*AIM OF THE TASK*:
Each line of the records below needs repeating exactly. Skip the pictures.

* * *

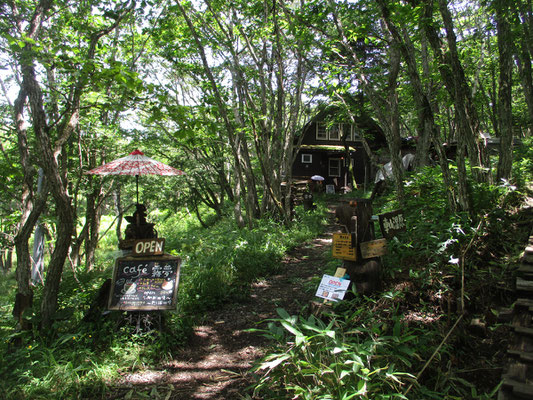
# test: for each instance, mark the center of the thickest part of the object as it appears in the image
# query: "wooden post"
(356, 217)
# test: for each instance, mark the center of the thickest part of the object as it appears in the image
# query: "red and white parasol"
(136, 163)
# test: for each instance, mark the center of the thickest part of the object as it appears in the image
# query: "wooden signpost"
(374, 248)
(342, 247)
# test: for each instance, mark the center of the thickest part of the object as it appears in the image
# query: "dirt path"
(215, 362)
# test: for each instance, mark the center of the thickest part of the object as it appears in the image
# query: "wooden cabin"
(327, 148)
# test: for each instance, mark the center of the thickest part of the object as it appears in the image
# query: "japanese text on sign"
(148, 284)
(332, 288)
(342, 247)
(392, 223)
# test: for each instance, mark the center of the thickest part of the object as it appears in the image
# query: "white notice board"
(332, 288)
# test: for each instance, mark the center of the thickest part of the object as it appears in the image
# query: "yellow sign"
(342, 247)
(374, 248)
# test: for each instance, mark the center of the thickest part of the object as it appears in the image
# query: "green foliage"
(322, 361)
(79, 359)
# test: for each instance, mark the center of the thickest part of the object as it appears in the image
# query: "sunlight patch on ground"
(421, 317)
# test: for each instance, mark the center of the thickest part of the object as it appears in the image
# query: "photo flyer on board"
(144, 284)
(332, 288)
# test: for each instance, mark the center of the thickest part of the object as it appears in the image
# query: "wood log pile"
(518, 376)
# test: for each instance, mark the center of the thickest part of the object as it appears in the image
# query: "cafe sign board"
(147, 283)
(342, 247)
(392, 223)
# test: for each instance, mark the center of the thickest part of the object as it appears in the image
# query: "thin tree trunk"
(505, 160)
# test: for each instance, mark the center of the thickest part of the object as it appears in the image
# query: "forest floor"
(215, 362)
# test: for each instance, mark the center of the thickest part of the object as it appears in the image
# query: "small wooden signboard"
(342, 247)
(374, 248)
(147, 283)
(392, 223)
(143, 247)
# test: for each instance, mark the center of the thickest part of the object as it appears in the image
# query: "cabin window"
(307, 158)
(354, 134)
(321, 131)
(335, 167)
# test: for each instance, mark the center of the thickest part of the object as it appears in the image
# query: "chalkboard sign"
(145, 283)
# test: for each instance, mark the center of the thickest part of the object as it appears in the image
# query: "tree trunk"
(504, 96)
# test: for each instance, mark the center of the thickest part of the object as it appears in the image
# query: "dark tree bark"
(427, 129)
(505, 160)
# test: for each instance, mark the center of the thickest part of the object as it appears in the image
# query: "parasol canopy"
(136, 163)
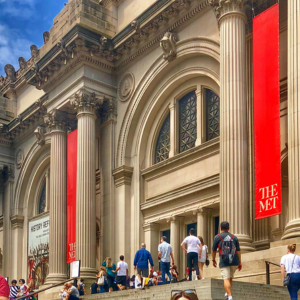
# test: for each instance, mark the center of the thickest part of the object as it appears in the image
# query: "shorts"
(143, 272)
(121, 280)
(110, 281)
(228, 272)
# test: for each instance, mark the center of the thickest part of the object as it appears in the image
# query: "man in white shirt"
(193, 250)
(122, 269)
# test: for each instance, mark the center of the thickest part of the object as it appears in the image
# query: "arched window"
(42, 201)
(187, 121)
(162, 148)
(212, 114)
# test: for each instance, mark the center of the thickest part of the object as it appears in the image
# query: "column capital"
(17, 221)
(85, 102)
(123, 175)
(225, 8)
(56, 121)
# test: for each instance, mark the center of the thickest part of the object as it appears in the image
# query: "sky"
(22, 24)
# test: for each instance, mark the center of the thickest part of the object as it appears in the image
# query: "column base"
(246, 243)
(292, 230)
(55, 278)
(88, 273)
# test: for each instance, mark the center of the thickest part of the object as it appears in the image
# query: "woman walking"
(194, 250)
(203, 257)
(111, 276)
(291, 263)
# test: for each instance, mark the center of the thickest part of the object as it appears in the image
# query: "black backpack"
(227, 250)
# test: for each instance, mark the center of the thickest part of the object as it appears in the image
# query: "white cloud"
(12, 46)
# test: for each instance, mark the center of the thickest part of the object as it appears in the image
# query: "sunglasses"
(186, 291)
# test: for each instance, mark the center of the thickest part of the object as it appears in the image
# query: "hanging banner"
(267, 113)
(38, 251)
(71, 195)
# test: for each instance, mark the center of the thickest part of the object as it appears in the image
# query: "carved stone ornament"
(126, 87)
(22, 63)
(34, 52)
(40, 135)
(168, 45)
(10, 73)
(19, 158)
(46, 36)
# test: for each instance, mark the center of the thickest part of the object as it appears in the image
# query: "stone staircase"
(208, 289)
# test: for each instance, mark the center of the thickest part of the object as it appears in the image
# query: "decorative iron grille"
(187, 121)
(212, 115)
(42, 201)
(163, 142)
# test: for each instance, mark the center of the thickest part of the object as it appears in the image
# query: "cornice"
(83, 46)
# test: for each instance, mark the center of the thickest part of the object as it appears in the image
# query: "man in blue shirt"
(165, 254)
(141, 261)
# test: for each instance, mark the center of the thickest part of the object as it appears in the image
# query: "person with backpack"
(291, 263)
(81, 288)
(230, 256)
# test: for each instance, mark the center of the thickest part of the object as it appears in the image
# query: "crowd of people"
(112, 277)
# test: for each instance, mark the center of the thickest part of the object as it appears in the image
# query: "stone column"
(199, 117)
(58, 197)
(172, 129)
(152, 240)
(234, 186)
(293, 227)
(175, 238)
(85, 104)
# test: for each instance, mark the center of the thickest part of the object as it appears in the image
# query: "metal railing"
(268, 263)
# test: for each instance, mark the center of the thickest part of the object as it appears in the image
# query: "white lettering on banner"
(72, 250)
(269, 197)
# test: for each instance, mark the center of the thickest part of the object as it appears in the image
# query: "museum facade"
(161, 95)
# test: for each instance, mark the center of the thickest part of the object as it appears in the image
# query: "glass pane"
(212, 115)
(163, 142)
(187, 121)
(42, 202)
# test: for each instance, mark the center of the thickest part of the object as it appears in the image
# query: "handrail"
(48, 288)
(268, 263)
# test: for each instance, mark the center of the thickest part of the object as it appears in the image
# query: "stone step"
(208, 289)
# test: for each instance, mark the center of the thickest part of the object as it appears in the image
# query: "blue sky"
(22, 23)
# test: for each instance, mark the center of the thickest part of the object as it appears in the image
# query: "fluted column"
(175, 238)
(58, 197)
(293, 227)
(85, 104)
(234, 186)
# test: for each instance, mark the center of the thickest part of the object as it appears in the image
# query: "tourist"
(111, 276)
(291, 263)
(174, 274)
(122, 269)
(81, 288)
(164, 255)
(184, 295)
(132, 282)
(94, 288)
(141, 262)
(202, 259)
(230, 256)
(73, 291)
(24, 289)
(102, 280)
(4, 289)
(194, 250)
(14, 289)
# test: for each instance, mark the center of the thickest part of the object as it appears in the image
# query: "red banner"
(71, 195)
(267, 113)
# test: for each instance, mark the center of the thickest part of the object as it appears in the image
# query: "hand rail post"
(267, 273)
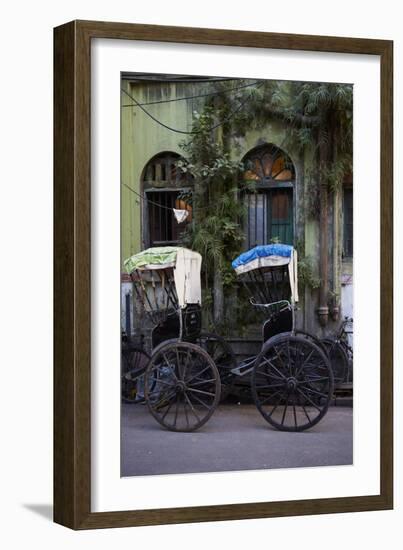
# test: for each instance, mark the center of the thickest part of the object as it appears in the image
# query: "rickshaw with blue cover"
(291, 377)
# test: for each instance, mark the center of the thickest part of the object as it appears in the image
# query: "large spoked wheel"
(338, 360)
(224, 358)
(182, 386)
(292, 383)
(134, 364)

* * *

*FINAL ANSWER*:
# test: for each instance, mark the center of the thickest part of the object as it appears in the image
# query: "wooden post"
(356, 217)
# test: for each instance, mark the center of the thickest part of the object as it appears in the image
# query: "red and white parasol"
(136, 163)
# test: for each instance, mark the center of the thickest part of the object as it appears in the image
# query: "wooden signpost"
(374, 248)
(342, 247)
# test: for each instance, mark the center of the thickest part of the object as it appears in the image
# query: "dirt path"
(215, 362)
# test: for each instance, mark the center of the thickest part of the object as it appears in the image
# query: "wooden cabin"
(327, 148)
# test: for each instance, mark the center of the thickest part of the object as it appears in the image
# query: "japanese text on sign"
(148, 284)
(332, 288)
(342, 247)
(392, 223)
# test: for each instance, mark the center of the thickest part of the object as it appears in the image
# query: "white notice board"
(332, 288)
# test: for each instance, mark the center of the thickest part of the object as it appears in the image
# query: "yellow sign"
(342, 247)
(374, 248)
# test: for each instance, mark the center of the thickest part of the object as it appears in the image
# query: "green foliage"
(322, 361)
(79, 359)
# test: for each instance, mark the center of the thickest part of the object as it appears in the image
# query: "sunlight patch on ground"
(421, 317)
# test: for each instance, mark the center of the thickest part of the object as it appears in the image
# query: "photo flyer on board"
(144, 284)
(332, 288)
# test: for each instance, mark the center of the thickest part of the object as it appears in the image
# query: "wood log pile"
(518, 376)
# test: for each instance, mark the center of the thickest part of the object as it appears in the image
# query: "cafe sign board"
(147, 283)
(342, 247)
(392, 223)
# test: for each instance, mark the center of the thickest part of the object as it appears in the image
# query: "thin tree trunk"
(505, 160)
# test: for each instance, mark the center of the thickest part of the object as it appears in the image
# query: "forest floor"
(215, 362)
# test: for each instance, mark the center of the thickest part of the object as it appears in the image
# query: "small wooden signboard"
(342, 247)
(374, 248)
(147, 283)
(392, 223)
(143, 247)
# test: for each instance, mark the center of the thickest part of the object as it appears in the image
# query: "cabin window"
(307, 158)
(354, 134)
(321, 131)
(335, 167)
# test: for each instance, mark the center of the thickest part of the object as it appears in the image
# query: "chalkboard sign"
(145, 283)
# test: for each instance, mark the center of the thickest part of the object as it appears in the image
# query: "tree trunk"
(504, 96)
# test: for each instance, mark the center of the thickest part of the object as it appears in the image
# query: "dark tree bark"
(427, 129)
(505, 160)
# test: for each instance, mark the center of the thickest part of the object as it appears in the image
# query: "parasol canopy"
(136, 163)
# test: for each instance, mark the center of the thickest part of the object as it appears in the image
# query: "shorts"
(143, 272)
(121, 280)
(110, 281)
(228, 272)
# test: for each instance, mark the center of the thickest part of the object as it appears in the image
# query: "man in white shirt"
(193, 250)
(122, 269)
# test: for each instance, mark the center of the thickest part of the object as it appears in the image
# query: "arched window"
(42, 201)
(187, 121)
(162, 148)
(212, 114)
# test: for each instance, mark the center of the thickest part of the object as it appears in the image
# query: "column capital"
(17, 221)
(85, 102)
(123, 175)
(225, 8)
(56, 121)
# test: for each instance, mark the center of the thickest part of the object as it appears in the image
# query: "sky"
(22, 24)
# test: for each instance, mark the center of the thickest part of the object as it appears in the image
# query: "column base"
(246, 243)
(292, 230)
(55, 278)
(88, 273)
# test: for each instance, mark the center of the thickest part of the object as it appears in the image
# query: "woman walking"
(194, 250)
(203, 257)
(111, 276)
(291, 263)
# test: for each instance, mark the center of the thickest part of the object as it appears in the image
# query: "black backpack"
(227, 250)
# test: for each instance, mark the center of the thickest part of the object as it appears in the image
# query: "white cloud"
(12, 46)
# test: for each instance, mark the center of the thickest part of the object as it appears in the image
# query: "sunglasses"
(186, 291)
# test: for each instance, mark the center of the thickest part of the object as it appears in the image
# query: "hanging banner"
(267, 113)
(38, 251)
(71, 195)
# test: for each instance, mark the center of the thickest part of the object as it appears in the image
# query: "carved stone ornament"
(126, 87)
(22, 63)
(34, 52)
(40, 135)
(168, 45)
(10, 73)
(19, 158)
(46, 36)
# test: for each instance, mark the center of the thickest part of the object as it appears in the image
# query: "stone staircase"
(208, 289)
# test: for each instance, mark the center of the thickest part of the object as it appears in the image
# query: "decorative iron grille"
(187, 121)
(212, 115)
(42, 201)
(163, 142)
# test: for each instance, mark the center of the thickest part of the object as it appears in the image
# query: "cornice"
(83, 46)
# test: for each instance, mark the center of the thickest part of the object as it appears in the image
# query: "man in blue shirt"
(165, 254)
(141, 261)
# test: for each instance, mark the center of the thickest part of the object as it appears in the image
# query: "person with backpack"
(291, 263)
(81, 288)
(230, 256)
# test: for each instance, mark the center of the thickest part of the object as it appears in the image
# query: "crowd of people"
(112, 277)
# test: for each instance, mark the center of the thickest part of the object as it appears in the image
# query: "stone column"
(199, 117)
(58, 197)
(172, 129)
(152, 240)
(234, 186)
(293, 227)
(175, 238)
(85, 104)
# test: for each instance, mark the center of the thickest part of the object as it appears in the image
# query: "metal railing"
(268, 263)
# test: for each instance, mark the center of the thickest part of the object as it appears in the image
# query: "white lettering on banner"
(72, 250)
(269, 197)
# test: for each instance, mark the center of the thickest part of the object as it appears in the image
# query: "museum facade"
(161, 95)
# test: for each instance, mark the center of the thickest part of the object as it appears in the image
# query: "glass pane"
(212, 115)
(163, 142)
(187, 121)
(42, 202)
# test: for each instance, mark the center of the thickest part of the object as it appears in the image
# query: "handrail"
(48, 288)
(268, 263)
# test: for each instance, mark the center of the thickest part of the object as it appears in the image
# query: "stone step"
(208, 289)
# test: for each instance, mark the center of the thickest part of the object as it appears in the image
# query: "blue sky"
(22, 23)
# test: for each instance, mark the center of the thickest part of the object as it appears in the image
# query: "fluted column"
(175, 238)
(58, 197)
(293, 227)
(85, 104)
(234, 186)
# test: for each instance, mark the center of the thickest part of the object as it appears in the image
# query: "tourist"
(111, 276)
(291, 263)
(174, 274)
(122, 269)
(81, 288)
(164, 255)
(184, 295)
(132, 282)
(94, 288)
(141, 262)
(202, 259)
(230, 256)
(73, 291)
(24, 289)
(102, 280)
(4, 289)
(194, 250)
(14, 289)
# test: for each instance, mark the center of the thickest part of the object as it appears in the image
# query: "red banner"
(71, 195)
(267, 113)
# test: for each instance, mark the center of the thickest part of the object as it appears in the image
# query: "hand rail post"
(267, 273)
# test: for each instance, mark the center of the thickest part of the object as it appears in the image
# query: "rickshaw with blue cover"
(291, 377)
# test: for each instance, mark the center of the thickest part of the object as it appears in the image
# query: "large spoked wheel"
(338, 360)
(224, 358)
(182, 386)
(292, 383)
(134, 364)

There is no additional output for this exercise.